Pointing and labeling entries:
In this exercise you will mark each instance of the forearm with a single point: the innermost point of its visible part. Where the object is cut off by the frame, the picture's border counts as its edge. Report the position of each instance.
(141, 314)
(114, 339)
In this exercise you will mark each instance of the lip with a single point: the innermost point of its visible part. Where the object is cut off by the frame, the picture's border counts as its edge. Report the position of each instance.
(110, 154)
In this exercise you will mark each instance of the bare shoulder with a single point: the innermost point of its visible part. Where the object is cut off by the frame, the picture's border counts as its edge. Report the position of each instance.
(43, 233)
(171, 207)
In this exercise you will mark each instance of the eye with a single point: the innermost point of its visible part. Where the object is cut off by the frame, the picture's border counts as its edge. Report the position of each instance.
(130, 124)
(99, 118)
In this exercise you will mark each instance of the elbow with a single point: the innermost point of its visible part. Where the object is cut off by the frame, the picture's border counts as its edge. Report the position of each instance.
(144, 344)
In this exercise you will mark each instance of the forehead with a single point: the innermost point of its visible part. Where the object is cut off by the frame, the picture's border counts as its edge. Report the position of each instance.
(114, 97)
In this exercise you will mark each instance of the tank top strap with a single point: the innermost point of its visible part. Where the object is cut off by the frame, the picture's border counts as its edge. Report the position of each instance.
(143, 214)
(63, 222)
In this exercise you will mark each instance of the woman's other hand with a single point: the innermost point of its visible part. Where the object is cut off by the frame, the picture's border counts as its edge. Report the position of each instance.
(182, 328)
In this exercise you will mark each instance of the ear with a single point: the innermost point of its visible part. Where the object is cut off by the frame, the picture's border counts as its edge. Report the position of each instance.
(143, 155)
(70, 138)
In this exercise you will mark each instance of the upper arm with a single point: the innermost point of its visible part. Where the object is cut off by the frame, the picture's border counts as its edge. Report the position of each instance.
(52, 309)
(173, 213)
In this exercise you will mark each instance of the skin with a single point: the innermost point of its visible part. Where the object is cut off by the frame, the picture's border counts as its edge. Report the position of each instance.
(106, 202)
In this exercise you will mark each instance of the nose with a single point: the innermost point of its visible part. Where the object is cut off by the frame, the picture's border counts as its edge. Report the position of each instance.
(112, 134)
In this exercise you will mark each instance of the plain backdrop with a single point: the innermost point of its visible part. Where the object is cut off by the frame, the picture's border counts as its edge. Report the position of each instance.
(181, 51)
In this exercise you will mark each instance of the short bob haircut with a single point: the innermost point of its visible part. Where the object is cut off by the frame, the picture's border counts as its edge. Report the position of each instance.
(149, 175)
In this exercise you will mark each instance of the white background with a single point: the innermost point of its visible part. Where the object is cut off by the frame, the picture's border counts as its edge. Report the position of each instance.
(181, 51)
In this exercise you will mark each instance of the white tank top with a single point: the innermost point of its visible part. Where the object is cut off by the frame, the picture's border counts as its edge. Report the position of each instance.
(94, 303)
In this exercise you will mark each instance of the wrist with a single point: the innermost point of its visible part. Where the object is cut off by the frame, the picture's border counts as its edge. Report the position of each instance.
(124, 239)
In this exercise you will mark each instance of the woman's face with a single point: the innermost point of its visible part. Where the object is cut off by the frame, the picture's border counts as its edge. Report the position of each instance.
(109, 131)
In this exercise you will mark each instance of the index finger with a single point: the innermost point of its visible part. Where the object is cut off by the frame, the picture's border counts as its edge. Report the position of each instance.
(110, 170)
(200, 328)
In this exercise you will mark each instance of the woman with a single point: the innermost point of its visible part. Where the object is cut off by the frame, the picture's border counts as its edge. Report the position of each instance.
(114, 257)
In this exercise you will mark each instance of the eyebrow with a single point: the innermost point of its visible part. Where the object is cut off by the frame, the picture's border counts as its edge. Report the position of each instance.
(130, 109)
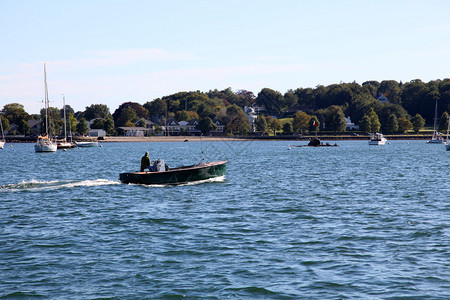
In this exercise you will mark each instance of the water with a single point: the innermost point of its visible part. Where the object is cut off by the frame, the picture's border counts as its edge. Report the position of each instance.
(347, 222)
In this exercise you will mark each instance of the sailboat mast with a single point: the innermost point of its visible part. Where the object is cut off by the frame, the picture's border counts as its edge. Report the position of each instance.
(64, 108)
(435, 117)
(1, 126)
(46, 102)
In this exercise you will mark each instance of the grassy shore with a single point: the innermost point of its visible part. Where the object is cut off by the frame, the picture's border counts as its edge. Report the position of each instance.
(324, 137)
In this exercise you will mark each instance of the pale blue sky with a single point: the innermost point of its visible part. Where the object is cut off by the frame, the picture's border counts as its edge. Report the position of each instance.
(112, 51)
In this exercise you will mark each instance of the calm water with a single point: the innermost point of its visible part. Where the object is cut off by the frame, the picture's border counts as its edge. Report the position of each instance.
(308, 223)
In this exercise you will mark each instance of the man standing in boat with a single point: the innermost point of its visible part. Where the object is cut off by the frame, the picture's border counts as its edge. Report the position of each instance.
(145, 162)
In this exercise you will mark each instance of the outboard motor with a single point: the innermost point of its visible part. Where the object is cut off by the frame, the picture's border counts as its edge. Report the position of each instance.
(160, 166)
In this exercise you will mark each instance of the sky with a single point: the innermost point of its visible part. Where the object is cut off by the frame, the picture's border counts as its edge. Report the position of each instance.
(115, 51)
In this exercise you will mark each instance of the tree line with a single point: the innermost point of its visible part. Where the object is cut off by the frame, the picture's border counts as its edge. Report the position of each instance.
(410, 106)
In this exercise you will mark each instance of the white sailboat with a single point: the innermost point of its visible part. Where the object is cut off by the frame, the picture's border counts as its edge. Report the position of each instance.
(447, 142)
(44, 142)
(377, 139)
(2, 141)
(436, 138)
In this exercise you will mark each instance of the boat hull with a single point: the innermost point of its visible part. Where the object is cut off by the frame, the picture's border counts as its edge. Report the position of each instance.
(45, 148)
(44, 144)
(87, 144)
(177, 175)
(65, 145)
(381, 142)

* [DIRECTIVE]: Give the material from the line with "In this exercise you will mark each instance of the boat" through the end of the material as a two-column CSV with the headers text and answer. Use a row for each text with its answer, with every field in double quotes and line breaks turned into spaces.

* [CORRECT RESPONSE]:
text,answer
"In this exercise you will mark each instance of the boat hull with a single point: the innermost point of its visible part. Where the object is cut off by the frame, the picture's border counts as its edge. Report the position of each instance.","(45, 148) (44, 144) (87, 144) (177, 175) (65, 145) (381, 142)"